TASK INSTRUCTIONS — Hunt for the word "fallen" across the entries below, copying each line that holds it.

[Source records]
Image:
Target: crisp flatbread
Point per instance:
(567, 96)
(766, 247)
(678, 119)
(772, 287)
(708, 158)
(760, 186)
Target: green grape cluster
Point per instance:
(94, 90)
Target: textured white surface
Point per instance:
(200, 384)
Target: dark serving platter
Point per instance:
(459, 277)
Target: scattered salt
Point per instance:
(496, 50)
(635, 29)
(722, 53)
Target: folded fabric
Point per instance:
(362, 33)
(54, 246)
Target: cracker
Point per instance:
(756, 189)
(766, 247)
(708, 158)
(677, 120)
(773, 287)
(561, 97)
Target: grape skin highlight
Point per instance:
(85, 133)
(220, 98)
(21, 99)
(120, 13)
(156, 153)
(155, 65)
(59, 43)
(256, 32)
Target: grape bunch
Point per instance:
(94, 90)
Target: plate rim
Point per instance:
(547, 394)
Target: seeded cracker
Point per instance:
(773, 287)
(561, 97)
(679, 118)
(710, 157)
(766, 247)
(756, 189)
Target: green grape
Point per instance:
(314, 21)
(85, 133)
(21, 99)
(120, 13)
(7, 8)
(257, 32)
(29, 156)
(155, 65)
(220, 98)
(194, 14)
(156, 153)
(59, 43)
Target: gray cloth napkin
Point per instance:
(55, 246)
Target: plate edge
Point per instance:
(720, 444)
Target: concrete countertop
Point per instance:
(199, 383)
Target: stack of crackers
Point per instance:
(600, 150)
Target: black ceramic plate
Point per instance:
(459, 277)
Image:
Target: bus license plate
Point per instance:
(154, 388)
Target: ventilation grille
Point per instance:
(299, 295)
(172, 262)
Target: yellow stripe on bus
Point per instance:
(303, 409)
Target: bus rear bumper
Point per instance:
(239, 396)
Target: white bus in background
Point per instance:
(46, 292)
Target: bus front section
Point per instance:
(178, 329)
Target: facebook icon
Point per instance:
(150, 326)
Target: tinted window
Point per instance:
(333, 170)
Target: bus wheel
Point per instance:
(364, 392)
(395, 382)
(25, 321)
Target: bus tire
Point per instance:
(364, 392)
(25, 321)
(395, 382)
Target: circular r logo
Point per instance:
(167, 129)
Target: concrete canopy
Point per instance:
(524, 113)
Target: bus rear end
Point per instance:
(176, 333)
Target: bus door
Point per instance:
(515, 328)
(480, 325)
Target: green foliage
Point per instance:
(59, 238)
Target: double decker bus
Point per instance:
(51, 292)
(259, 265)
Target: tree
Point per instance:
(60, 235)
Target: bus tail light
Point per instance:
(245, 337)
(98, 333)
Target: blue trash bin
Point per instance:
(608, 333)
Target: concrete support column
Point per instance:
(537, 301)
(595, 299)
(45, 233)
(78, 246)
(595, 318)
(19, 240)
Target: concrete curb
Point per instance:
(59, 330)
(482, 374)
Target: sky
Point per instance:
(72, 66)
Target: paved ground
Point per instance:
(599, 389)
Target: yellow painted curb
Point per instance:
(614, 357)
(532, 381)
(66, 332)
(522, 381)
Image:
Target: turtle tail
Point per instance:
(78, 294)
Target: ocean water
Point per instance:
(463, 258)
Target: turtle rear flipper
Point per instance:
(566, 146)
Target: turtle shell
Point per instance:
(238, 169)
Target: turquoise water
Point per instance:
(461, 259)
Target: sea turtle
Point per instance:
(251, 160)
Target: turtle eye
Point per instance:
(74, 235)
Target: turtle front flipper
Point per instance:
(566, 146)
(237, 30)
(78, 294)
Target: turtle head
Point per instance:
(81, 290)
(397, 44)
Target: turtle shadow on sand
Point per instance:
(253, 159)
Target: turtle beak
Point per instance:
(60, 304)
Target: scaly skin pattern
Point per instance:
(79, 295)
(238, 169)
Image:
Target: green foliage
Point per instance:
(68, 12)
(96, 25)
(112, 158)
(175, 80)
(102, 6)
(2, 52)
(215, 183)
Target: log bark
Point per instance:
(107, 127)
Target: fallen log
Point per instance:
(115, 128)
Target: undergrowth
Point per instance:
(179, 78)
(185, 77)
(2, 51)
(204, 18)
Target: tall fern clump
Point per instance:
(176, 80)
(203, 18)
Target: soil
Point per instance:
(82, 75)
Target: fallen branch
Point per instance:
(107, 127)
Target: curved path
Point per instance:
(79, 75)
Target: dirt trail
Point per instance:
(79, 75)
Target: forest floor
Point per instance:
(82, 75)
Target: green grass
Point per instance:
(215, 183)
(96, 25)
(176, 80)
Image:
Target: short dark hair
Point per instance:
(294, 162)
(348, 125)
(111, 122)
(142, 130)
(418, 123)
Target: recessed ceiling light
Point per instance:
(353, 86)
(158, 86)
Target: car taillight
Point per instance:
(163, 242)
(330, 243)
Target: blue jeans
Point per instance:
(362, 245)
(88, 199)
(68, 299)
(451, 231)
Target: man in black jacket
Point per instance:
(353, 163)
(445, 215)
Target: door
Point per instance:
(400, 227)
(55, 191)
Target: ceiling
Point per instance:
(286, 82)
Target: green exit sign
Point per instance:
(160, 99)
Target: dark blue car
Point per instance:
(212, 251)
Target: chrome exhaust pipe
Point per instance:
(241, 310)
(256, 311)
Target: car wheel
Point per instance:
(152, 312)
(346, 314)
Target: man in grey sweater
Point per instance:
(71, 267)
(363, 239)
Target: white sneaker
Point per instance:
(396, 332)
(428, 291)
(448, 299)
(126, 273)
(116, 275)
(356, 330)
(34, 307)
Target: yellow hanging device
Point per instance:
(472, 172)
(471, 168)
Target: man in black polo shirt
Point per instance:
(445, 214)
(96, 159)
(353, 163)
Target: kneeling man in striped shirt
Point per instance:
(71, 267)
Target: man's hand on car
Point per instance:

WORKED SOLUTION —
Target: fallen log
Target: fallen branch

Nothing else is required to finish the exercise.